▸ **ABOUT THIS TASK**
All of the data must be retyped exactly, with nothing left out.
━━━ EXCERPTED RECORDS
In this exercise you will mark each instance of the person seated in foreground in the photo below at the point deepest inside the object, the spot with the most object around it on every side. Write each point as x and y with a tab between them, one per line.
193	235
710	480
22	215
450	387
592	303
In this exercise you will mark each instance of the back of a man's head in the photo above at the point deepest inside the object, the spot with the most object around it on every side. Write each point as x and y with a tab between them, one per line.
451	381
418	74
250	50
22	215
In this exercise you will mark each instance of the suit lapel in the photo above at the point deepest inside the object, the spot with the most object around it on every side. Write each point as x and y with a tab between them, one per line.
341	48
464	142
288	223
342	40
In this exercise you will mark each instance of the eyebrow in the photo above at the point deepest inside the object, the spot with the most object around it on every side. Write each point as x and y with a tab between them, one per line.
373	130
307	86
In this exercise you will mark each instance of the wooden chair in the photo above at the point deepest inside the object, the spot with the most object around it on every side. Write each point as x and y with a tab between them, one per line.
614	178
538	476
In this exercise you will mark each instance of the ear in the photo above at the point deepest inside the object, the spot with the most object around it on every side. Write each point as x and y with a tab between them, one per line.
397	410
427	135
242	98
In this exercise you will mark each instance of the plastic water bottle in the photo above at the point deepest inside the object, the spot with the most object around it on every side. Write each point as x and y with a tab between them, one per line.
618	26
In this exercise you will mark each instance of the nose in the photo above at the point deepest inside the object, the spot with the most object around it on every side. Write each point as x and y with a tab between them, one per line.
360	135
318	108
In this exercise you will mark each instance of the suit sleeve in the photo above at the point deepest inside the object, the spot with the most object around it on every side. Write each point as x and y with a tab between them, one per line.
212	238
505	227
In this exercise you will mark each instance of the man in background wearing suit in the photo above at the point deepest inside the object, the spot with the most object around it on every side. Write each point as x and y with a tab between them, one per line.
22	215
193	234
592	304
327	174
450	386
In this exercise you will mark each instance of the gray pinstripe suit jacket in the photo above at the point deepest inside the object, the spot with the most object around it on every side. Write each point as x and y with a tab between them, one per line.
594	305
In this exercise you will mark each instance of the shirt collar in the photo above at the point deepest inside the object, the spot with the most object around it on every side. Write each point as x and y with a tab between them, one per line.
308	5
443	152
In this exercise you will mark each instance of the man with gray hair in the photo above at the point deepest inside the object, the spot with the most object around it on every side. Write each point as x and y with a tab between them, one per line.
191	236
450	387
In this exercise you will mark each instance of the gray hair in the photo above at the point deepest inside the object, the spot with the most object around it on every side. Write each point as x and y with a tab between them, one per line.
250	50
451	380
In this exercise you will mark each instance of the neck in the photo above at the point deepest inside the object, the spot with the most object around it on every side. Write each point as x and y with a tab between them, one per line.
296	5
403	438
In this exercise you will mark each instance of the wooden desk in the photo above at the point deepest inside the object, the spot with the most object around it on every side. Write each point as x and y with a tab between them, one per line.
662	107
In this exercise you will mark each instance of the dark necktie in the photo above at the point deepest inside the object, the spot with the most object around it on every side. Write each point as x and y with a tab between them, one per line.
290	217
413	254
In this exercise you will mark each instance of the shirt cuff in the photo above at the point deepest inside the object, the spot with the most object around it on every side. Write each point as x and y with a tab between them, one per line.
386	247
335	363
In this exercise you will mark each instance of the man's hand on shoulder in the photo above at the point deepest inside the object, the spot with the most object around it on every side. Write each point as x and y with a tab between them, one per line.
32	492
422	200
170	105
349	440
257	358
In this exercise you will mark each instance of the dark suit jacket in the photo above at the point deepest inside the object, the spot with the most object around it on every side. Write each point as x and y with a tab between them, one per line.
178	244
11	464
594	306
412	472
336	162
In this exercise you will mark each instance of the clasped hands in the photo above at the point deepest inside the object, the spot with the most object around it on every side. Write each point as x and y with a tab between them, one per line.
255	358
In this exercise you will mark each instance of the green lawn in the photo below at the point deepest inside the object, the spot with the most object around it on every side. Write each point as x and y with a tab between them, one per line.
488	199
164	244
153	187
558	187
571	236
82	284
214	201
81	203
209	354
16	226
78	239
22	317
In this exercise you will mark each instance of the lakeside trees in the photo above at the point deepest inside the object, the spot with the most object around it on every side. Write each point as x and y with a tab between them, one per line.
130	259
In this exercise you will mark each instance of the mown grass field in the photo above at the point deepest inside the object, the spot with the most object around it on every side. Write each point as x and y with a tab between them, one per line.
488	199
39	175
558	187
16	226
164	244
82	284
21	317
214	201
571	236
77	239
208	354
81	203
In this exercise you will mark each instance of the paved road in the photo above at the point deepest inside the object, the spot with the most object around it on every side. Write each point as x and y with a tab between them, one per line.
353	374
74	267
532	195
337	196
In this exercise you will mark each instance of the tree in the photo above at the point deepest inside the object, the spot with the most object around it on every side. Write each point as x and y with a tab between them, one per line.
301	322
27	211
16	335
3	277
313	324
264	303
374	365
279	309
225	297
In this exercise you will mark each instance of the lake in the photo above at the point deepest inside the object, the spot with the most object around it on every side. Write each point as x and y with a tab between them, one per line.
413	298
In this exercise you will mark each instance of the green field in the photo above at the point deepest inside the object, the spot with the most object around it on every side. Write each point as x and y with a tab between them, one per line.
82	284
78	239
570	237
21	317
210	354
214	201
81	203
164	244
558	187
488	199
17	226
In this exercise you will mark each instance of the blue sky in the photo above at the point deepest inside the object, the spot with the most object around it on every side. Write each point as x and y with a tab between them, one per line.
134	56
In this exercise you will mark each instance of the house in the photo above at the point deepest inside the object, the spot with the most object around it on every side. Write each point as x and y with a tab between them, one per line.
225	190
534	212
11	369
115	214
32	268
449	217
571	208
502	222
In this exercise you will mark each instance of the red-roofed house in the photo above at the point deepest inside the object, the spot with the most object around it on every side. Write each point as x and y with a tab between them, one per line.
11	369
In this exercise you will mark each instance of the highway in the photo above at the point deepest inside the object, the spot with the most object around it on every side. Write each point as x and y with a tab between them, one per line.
━━━━━━
▸ **EXERCISE RESPONSE**
In this exercise you will mark each instance of the person seated in foreground in the photo below at the point deepest inside the object, the spot with the most object around it on every side. Write each point as x and y with a tab between them, one per line.
193	235
710	480
22	215
450	387
592	303
In this exercise you will mark each instance of the back of a man's head in the photo above at the point deepest inside the object, the spot with the most object around it on every side. Write each point as x and y with a tab between them, one per line.
451	381
418	74
250	50
22	215
In this exercise you will mark each instance of the suit lapel in the photo above at the point deepest inside the object, the spot with the most object around it on every side. Write each point as x and y with a tab between them, one per line.
341	48
464	142
288	223
342	40
In this exercise you will mark each instance of the eyebrow in the photo above at the point deepest inside the object, the spot with the most object around it on every side. Write each point as x and y with a tab between them, one per line.
373	130
307	86
In this exercise you will mark each instance of the wooden chair in the photo above at the point deepest inside the object, the spot with the most object around it on every side. Write each point as x and y with a tab between them, one per line.
614	178
538	476
In this exercise you will mark each instance of the ear in the photo above at the point deepest inside the object, the spot with the most object around it on every side. Write each point as x and y with a tab between them, one per line.
397	410
427	135
242	98
In this exercise you will mark each instance of the plastic water bottle in the photo above at the point deepest inside the object, the spot with the most object around it on every side. Write each point as x and y with a tab between them, one per line.
618	26
In this exercise you will mark each instance of the nose in the photo above at the point deepest inside the object, the spot with the most object around it on every side. Write each point as x and y with a tab between them, one per line.
360	135
318	108
In this exercise you will mark each instance of the suit sleeve in the photo above at the point deepest inside the object, the spot with the most object around it on every side. Write each point as x and y with a tab between them, one per line.
212	238
505	227
In this exercise you will mark each instance of the man in background wearing suit in the photo above at the point deepest inside the object, the spot with the most object around it on every side. Write each point as x and y with a tab between them, one per line.
22	215
193	234
592	304
327	174
450	386
In this exercise you will mark each instance of the gray pinstripe suit jacket in the photo above at the point deepest inside the object, the spot with the most object around it on every side. Write each point as x and y with a tab between them, one per line.
594	305
In this exercise you will mark each instance of the shirt collar in the photo above at the point deepest inside the object, the spot with the most object around it on every side. Write each point as x and y with a tab between them, one per line.
308	5
443	152
In this exercise you will mark each instance of the man with gray hair in the photo above at the point deepest inside the object, the spot with the most object around it on every side. Write each point as x and y with a tab between them, one per line.
191	236
450	387
In this exercise you will mark each instance of the gray hair in the photo above at the point deepest inside the object, the spot with the most object around it on every side. Write each point as x and y with a tab between them, one per line.
250	50
451	380
In this exercise you will mark each instance of the neck in the photo above at the point deepest inside the object, the spot with the most object around it on every side. Write each point as x and y with a tab between them, one per line.
296	5
403	438
In this exercise you will mark each instance of the wooden desk in the photo above at the point deepest inside the object, the spot with the most object around it on every side. Write each point as x and y with a tab between them, one per line.
662	107
In this exercise you will mark each instance of the dark necktie in the photo above at the point deepest inside the object, the spot with the most object around it on every side. Write each point as x and y with a tab between them, one per line.
290	217
413	254
In this exercise you will mark each instance of the shirt cuff in the photo above at the point deepest inside the object, the spot with the most object around it on every side. Write each point as x and y with a tab between them, one per line.
386	247
335	363
In this exercise you will mark each instance of the man's hand on shoulder in the photo above at the point deepest inside the object, the spot with the most object around it on every side. Write each point as x and y with a tab between them, one per line.
32	492
422	200
170	105
349	440
257	358
In this exercise you will mark each instance of the dark suit jacket in the photo above at the point deepest inside the object, the spot with the most object around it on every side. Write each point as x and y with a tab between them, one per line.
178	244
11	464
594	306
412	472
336	162
In this exercise you will mark each instance of the clasped hands in the photo above at the point deepest inside the object, the spot with the most object around it on every side. Write each point as x and y with a tab between them, one per line.
255	358
In this exercise you will mark each instance of the green lawn in the photo below at the point deepest inside the object, the spot with the most object around it on every side. Write each point as x and y with a tab between them, one per line.
488	199
164	244
153	187
558	187
571	236
82	284
214	201
81	203
209	354
16	226
78	239
22	317
In this exercise you will mark each instance of the lakeside trees in the photo above at the point deepest inside the object, the spot with the most object around it on every side. Write each point as x and y with a tab between them, one per line.
130	259
In this exercise you will mark each instance of the mown grass field in the photo above at the point deepest inside the object, the spot with the most object around it on every side. Write each point as x and y with a tab between them, one per line.
488	199
39	175
558	187
16	226
164	244
82	284
21	317
214	201
571	236
77	239
208	354
81	203
In this exercise you will mark each instance of the paved road in the photo above at the point deepest inside the object, the spot with the most object around it on every side. Write each point as x and y with a tab between them, one per line.
353	374
74	267
532	195
337	196
In this exercise you will mark each instance of the tree in the photo above at the point deepest inside the object, the spot with the most object around it on every side. Write each point as x and y with a tab between them, one per line.
301	322
27	211
16	335
3	277
313	324
264	303
374	365
279	309
225	297
In this exercise you will mark each instance of the lake in the photo above at the point deepest inside the object, the spot with the most object around it on every side. Write each point as x and y with a tab between them, one per line.
413	298
In this exercise you will mark each instance of the green field in the photo above at the point deepest inside the object, the spot with the most object around it on every side. Write each point as x and y with a tab between them, one per line.
82	284
78	239
570	237
21	317
210	354
214	201
81	203
164	244
558	187
488	199
17	226
In this exercise you will mark each instance of the blue sky in the photo above at the point deepest inside the object, the spot with the most object around it on every side. Write each point as x and y with a tab between them, one per line.
134	56
In this exercise you will mark each instance of the house in the photo above at the point deepest inside the object, the spot with the most object around it on every side. Write each point as x and y with a tab between them, one per line.
225	190
534	212
11	369
115	214
32	268
449	217
571	208
502	222
In this exercise you will mark each instance of the red-roofed house in the photo above at the point deepest inside the object, the spot with the most object around it on every side. Write each point as x and y with a tab between them, one per line.
11	369
In this exercise you will mark each instance of the highway in the photo above at the point deepest inside the object, the spot with the most object around it on every side. Write each point as x and y with a tab between them, one per line.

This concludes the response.